Dataset records
☆ ☆ ☆ ☆ ☆ ☆ ☆
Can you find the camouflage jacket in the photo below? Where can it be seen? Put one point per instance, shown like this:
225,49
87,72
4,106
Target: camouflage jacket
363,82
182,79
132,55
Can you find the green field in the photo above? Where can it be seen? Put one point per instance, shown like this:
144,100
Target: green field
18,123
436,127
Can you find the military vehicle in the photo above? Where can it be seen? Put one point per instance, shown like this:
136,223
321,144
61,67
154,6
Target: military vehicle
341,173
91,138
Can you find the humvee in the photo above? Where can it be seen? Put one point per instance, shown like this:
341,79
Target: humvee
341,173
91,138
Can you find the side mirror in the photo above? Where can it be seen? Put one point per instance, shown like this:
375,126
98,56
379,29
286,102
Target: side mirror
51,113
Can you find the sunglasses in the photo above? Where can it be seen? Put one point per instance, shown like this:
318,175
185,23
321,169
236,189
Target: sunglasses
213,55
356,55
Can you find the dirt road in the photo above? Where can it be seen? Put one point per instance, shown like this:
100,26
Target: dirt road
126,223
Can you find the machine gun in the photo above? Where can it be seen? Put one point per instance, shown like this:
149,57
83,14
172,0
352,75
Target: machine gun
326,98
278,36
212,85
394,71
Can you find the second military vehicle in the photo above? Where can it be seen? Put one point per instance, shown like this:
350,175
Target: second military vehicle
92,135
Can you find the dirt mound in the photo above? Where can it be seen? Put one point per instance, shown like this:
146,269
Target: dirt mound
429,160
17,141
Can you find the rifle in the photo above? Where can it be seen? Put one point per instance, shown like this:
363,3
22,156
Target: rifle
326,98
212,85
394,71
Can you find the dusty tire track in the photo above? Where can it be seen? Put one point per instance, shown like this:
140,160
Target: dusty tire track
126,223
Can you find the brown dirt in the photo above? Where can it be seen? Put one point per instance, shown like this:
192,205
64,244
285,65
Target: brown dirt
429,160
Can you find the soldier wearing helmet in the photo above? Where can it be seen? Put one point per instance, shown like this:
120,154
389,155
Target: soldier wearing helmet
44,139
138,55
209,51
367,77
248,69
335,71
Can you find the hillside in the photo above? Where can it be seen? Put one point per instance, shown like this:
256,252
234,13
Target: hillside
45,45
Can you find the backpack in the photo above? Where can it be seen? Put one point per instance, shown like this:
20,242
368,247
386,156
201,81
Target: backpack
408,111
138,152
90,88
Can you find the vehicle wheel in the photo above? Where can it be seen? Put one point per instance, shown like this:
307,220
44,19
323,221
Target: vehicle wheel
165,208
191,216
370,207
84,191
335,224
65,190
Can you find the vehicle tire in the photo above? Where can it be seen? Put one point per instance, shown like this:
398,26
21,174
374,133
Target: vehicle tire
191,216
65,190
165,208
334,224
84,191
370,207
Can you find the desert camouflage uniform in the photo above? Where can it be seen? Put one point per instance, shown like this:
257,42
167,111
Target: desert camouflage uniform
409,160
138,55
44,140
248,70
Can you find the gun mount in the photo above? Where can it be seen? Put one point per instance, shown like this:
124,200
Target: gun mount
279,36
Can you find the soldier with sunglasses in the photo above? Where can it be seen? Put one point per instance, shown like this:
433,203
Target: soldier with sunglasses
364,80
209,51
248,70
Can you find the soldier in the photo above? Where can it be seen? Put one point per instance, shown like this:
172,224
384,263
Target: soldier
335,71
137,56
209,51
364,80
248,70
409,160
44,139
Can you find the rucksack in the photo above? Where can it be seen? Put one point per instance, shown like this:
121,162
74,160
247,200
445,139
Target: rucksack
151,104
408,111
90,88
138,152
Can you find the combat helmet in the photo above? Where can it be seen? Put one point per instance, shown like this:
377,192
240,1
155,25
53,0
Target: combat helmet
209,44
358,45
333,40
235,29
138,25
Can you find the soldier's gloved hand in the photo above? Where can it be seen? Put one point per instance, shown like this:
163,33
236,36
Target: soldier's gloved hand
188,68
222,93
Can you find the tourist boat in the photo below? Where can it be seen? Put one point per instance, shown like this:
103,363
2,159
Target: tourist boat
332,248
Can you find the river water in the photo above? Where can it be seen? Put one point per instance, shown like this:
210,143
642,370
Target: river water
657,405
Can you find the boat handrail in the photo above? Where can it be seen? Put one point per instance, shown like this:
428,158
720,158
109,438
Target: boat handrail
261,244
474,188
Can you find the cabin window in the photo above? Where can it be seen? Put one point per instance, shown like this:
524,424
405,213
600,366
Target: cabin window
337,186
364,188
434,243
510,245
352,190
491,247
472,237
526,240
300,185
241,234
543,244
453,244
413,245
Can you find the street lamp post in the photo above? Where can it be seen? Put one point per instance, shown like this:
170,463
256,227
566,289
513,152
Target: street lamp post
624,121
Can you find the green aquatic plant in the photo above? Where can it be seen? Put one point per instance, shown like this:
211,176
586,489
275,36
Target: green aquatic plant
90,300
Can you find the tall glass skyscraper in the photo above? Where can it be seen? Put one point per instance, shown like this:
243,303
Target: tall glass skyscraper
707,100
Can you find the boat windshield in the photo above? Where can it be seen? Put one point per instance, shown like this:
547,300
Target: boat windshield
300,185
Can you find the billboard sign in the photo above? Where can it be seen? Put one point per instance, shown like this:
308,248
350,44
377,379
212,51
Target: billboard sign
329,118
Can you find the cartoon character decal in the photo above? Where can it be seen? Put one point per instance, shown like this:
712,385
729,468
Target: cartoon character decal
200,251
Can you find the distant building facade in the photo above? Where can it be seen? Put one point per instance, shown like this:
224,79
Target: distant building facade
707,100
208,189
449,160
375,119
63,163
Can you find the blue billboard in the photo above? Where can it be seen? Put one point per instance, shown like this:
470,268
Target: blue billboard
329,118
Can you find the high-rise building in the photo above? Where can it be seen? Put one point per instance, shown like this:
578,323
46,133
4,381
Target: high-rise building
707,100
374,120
☆ ☆ ☆ ☆ ☆ ☆ ☆
* **Task to carry out**: Every line that contains the string "below" should be returned from the data.

* **Finished task**:
Can you find the camouflage jacket in the photo below? Where can it be seen? Put one point per instance, shown like this:
Can you find the tourist boat in the photo below? Where can it be seen? Put one point per instance, shown like this:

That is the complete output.